---- Extracted records
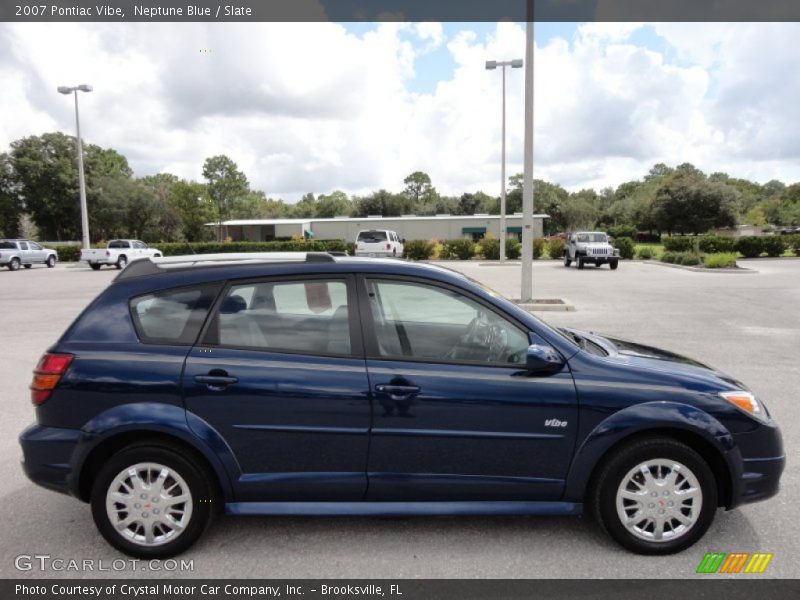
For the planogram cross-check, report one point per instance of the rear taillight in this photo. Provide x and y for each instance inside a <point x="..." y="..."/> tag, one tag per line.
<point x="47" y="374"/>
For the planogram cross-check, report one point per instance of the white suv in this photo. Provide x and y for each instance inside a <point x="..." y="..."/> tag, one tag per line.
<point x="379" y="242"/>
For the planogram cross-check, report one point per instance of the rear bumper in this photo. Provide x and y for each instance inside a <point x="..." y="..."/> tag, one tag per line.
<point x="47" y="454"/>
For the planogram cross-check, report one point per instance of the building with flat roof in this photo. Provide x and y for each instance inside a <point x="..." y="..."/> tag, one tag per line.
<point x="409" y="227"/>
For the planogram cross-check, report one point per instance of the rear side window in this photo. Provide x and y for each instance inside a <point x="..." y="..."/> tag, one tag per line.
<point x="172" y="316"/>
<point x="372" y="236"/>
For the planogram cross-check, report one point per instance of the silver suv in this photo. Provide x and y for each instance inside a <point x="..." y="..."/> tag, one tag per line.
<point x="25" y="253"/>
<point x="590" y="247"/>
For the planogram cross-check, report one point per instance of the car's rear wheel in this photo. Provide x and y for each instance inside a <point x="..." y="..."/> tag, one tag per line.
<point x="655" y="496"/>
<point x="151" y="501"/>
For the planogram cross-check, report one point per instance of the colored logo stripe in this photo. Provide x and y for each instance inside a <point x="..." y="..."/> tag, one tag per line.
<point x="720" y="562"/>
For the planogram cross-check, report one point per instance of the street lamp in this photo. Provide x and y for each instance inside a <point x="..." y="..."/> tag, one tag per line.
<point x="63" y="89"/>
<point x="491" y="65"/>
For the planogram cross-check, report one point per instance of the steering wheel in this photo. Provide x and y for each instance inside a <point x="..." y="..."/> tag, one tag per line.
<point x="481" y="340"/>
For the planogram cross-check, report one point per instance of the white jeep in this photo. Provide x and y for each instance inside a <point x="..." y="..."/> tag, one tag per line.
<point x="584" y="247"/>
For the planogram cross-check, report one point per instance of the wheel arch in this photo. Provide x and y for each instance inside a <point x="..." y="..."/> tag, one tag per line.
<point x="710" y="440"/>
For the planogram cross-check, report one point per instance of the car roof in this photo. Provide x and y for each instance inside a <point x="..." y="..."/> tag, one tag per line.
<point x="162" y="273"/>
--------
## Given request:
Reproduce all of the material above verbatim, leaving out the pictures.

## Output for this exercise:
For the planogram cross-check, report one point per instance of the rear taillight in this photo. Provide x and y for each instance inside a <point x="..." y="..."/> tag, one tag per line.
<point x="47" y="374"/>
For the planogram cross-check, report one point per instance of the white suv in this photo. Provide x and y for each instance inside a <point x="..." y="..."/> tag, one tag per line.
<point x="379" y="242"/>
For the planogram cross-check, report one point per instance of the rear bumper in this photo. Provide x and y for each instance inside a <point x="..." y="..."/> tag, one tag per line.
<point x="47" y="454"/>
For the planogram cross-check, report one point per instance of the building with flat roof in this photo. Provide x and y for each instance inside a <point x="..." y="..."/> tag, one tag per line.
<point x="409" y="227"/>
For the planogram cross-check, report one point per instance of the rear side window in this photo. Provide x and y for each instance inside a <point x="..." y="..."/> tag, one tag per line.
<point x="172" y="316"/>
<point x="372" y="236"/>
For the planogram cross-check, report one point per instance of the silver suv in this photo. Provide x and y for each instance inside a <point x="..." y="..."/> tag, one tag per line.
<point x="25" y="253"/>
<point x="590" y="247"/>
For the planogram cross-check, report one point per instance of the car's rear wheel in this photo. Provide x and y for each instance inside a <point x="..." y="..."/> tag, one tag per line.
<point x="655" y="496"/>
<point x="151" y="501"/>
For the planogram cross-check, report one point per instance of the colored logo stripe in this photo. Provide x and y for each instance inside a <point x="..." y="..."/> tag, one tag per line.
<point x="720" y="562"/>
For the planogram cross-check, report one point per instance of the street lamp in this photo. Provide x and y for each instance inside a <point x="..." y="..."/> tag, one tag per line.
<point x="63" y="89"/>
<point x="491" y="65"/>
For the planogram cross-check, report one point per instance of the steering wheel in this photo. Provide x and y for each instance inside a <point x="..." y="..."/> tag, one tag per line.
<point x="481" y="340"/>
For the planogram cross-check, report one point per instance of the white jeep in this photo. Provide x and y for each instance inside a <point x="..." y="..."/> tag, one tag per line.
<point x="584" y="247"/>
For the planogram cross-check, report one point per instance of the wheel arch in this photo. Provide x and y for each instance inside a <point x="..." y="..."/> tag, one tag per line.
<point x="710" y="440"/>
For the planogram cross-check, report one point per instance of the car roof in this photo. Provide x and y for each instance inside a <point x="..." y="..."/> tag, one tag per line.
<point x="162" y="273"/>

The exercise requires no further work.